Collect every line in the records below that contains the word "small". Only lines where its capitalization matches count.

--- Start of Listed entries ---

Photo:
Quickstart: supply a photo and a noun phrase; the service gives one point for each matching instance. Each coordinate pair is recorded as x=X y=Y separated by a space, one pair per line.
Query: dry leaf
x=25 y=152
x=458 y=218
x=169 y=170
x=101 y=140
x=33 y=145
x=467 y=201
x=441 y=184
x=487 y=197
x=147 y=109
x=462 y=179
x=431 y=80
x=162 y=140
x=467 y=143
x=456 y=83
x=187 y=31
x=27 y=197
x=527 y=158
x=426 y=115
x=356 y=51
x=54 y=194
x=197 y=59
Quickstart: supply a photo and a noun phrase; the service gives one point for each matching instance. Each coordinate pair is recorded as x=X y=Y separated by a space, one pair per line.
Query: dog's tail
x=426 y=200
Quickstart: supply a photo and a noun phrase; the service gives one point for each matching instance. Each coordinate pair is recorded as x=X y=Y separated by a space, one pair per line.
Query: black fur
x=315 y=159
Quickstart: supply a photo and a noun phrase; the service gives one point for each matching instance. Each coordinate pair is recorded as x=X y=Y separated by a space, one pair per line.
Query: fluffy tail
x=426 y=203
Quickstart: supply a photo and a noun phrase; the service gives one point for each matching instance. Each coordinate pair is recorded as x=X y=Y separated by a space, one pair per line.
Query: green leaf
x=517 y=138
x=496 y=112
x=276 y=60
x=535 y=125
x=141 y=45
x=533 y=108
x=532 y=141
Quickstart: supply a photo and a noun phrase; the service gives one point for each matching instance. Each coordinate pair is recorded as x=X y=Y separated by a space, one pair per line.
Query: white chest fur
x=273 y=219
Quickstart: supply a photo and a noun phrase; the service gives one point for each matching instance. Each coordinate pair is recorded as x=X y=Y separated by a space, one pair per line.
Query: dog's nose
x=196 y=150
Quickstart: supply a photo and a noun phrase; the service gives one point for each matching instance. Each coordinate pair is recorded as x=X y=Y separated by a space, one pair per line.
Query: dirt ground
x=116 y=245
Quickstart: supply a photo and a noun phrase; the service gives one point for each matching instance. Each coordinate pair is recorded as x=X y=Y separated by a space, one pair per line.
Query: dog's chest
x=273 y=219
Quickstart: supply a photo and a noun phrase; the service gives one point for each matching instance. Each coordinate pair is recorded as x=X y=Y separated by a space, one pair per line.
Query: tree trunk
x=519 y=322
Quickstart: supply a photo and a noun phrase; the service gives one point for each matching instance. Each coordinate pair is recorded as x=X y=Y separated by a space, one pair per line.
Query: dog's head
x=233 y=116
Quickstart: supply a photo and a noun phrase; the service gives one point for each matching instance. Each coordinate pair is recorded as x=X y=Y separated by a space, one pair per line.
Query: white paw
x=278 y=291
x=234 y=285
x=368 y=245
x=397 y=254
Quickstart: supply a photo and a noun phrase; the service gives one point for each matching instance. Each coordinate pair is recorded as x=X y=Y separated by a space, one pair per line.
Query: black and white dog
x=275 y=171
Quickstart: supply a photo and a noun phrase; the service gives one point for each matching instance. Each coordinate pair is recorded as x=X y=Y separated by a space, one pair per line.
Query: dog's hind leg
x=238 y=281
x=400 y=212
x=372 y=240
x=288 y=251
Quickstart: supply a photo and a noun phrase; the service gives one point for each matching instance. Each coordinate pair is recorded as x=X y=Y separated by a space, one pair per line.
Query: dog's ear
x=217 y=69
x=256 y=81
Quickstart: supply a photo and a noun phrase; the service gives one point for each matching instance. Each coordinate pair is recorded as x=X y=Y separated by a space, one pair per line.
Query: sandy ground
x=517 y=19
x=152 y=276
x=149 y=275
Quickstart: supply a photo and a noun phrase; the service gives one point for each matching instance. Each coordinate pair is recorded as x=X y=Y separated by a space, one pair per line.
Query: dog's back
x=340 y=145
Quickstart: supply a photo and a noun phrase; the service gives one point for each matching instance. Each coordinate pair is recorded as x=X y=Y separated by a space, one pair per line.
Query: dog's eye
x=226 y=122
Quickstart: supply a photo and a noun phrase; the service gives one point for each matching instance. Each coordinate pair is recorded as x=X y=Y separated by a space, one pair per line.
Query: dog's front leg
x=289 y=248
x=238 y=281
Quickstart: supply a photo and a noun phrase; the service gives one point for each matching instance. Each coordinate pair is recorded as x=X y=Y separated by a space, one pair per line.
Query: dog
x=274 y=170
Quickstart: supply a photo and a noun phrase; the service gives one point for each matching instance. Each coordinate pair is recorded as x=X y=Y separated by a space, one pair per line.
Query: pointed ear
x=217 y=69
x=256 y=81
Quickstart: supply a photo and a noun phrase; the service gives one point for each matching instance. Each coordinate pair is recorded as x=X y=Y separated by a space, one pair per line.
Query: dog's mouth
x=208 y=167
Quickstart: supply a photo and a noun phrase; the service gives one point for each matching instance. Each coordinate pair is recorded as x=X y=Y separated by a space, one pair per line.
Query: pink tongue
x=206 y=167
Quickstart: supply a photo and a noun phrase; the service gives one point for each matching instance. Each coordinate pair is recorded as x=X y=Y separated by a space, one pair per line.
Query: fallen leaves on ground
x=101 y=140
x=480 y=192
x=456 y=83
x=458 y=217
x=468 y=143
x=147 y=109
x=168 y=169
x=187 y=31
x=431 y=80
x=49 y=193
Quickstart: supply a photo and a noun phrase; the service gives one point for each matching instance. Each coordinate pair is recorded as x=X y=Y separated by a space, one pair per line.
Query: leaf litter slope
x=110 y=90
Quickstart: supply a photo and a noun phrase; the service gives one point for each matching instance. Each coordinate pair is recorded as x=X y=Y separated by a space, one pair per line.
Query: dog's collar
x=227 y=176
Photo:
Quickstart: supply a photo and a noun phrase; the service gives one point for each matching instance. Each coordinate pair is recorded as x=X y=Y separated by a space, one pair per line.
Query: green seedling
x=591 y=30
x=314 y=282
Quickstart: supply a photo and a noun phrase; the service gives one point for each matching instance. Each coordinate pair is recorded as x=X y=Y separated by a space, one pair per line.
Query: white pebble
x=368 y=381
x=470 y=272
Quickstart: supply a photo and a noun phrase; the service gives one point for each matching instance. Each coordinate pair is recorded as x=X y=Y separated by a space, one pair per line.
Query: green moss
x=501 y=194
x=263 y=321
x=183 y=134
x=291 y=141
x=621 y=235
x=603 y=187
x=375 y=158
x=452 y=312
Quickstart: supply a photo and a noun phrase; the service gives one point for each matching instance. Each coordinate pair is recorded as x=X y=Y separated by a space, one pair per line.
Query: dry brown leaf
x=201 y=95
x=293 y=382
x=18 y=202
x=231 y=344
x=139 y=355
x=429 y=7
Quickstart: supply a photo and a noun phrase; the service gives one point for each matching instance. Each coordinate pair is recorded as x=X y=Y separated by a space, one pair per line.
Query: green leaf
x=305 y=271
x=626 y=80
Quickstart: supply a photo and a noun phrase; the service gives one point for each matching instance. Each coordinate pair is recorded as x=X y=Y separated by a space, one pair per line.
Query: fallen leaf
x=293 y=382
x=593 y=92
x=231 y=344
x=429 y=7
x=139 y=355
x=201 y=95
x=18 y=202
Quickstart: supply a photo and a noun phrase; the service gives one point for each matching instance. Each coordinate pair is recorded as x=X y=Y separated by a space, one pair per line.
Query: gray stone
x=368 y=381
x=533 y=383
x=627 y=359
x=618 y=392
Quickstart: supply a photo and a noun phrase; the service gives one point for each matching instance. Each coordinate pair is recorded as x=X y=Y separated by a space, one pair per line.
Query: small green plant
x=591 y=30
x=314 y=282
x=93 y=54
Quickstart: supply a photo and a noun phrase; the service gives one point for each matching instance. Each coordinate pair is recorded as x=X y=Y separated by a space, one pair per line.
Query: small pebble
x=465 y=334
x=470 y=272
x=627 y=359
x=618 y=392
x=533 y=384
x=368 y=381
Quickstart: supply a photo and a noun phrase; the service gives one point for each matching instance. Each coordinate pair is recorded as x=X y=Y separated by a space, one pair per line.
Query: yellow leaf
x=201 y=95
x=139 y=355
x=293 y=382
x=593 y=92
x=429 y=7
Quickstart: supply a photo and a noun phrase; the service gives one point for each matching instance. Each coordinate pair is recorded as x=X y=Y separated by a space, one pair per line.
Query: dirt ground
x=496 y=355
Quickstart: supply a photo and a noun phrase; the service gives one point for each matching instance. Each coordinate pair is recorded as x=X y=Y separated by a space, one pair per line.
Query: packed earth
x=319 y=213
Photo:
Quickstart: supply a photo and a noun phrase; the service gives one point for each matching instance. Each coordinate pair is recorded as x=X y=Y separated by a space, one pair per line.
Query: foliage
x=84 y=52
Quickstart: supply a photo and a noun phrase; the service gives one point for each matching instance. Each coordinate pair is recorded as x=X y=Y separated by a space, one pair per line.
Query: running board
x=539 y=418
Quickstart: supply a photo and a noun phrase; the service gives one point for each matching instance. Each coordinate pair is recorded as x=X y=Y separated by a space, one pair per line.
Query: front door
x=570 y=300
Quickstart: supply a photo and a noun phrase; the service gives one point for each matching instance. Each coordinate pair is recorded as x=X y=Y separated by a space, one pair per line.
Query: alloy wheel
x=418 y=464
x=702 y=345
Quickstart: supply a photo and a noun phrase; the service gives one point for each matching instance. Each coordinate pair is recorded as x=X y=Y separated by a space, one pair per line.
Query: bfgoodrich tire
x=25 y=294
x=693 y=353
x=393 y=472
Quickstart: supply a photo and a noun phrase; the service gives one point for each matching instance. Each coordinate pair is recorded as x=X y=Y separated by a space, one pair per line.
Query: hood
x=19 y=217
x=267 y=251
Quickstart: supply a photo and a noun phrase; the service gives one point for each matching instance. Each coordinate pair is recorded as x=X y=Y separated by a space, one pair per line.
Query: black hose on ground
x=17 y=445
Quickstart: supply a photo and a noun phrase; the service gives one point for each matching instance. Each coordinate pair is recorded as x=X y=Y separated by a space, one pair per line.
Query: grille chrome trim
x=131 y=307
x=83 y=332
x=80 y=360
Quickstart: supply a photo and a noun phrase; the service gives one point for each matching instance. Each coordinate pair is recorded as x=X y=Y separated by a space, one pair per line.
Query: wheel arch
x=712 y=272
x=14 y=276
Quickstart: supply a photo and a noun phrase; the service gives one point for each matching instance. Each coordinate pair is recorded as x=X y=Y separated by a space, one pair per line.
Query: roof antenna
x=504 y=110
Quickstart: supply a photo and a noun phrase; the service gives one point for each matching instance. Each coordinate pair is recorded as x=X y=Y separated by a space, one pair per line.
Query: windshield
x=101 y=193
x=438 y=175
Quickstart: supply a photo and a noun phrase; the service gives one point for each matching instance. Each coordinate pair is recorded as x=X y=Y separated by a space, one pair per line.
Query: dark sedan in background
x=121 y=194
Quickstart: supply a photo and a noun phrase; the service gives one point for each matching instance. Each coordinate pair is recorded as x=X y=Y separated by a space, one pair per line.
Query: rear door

--- End of Listed entries ---

- [Answer to this exercise]
Query: small green plant
Query: small pebble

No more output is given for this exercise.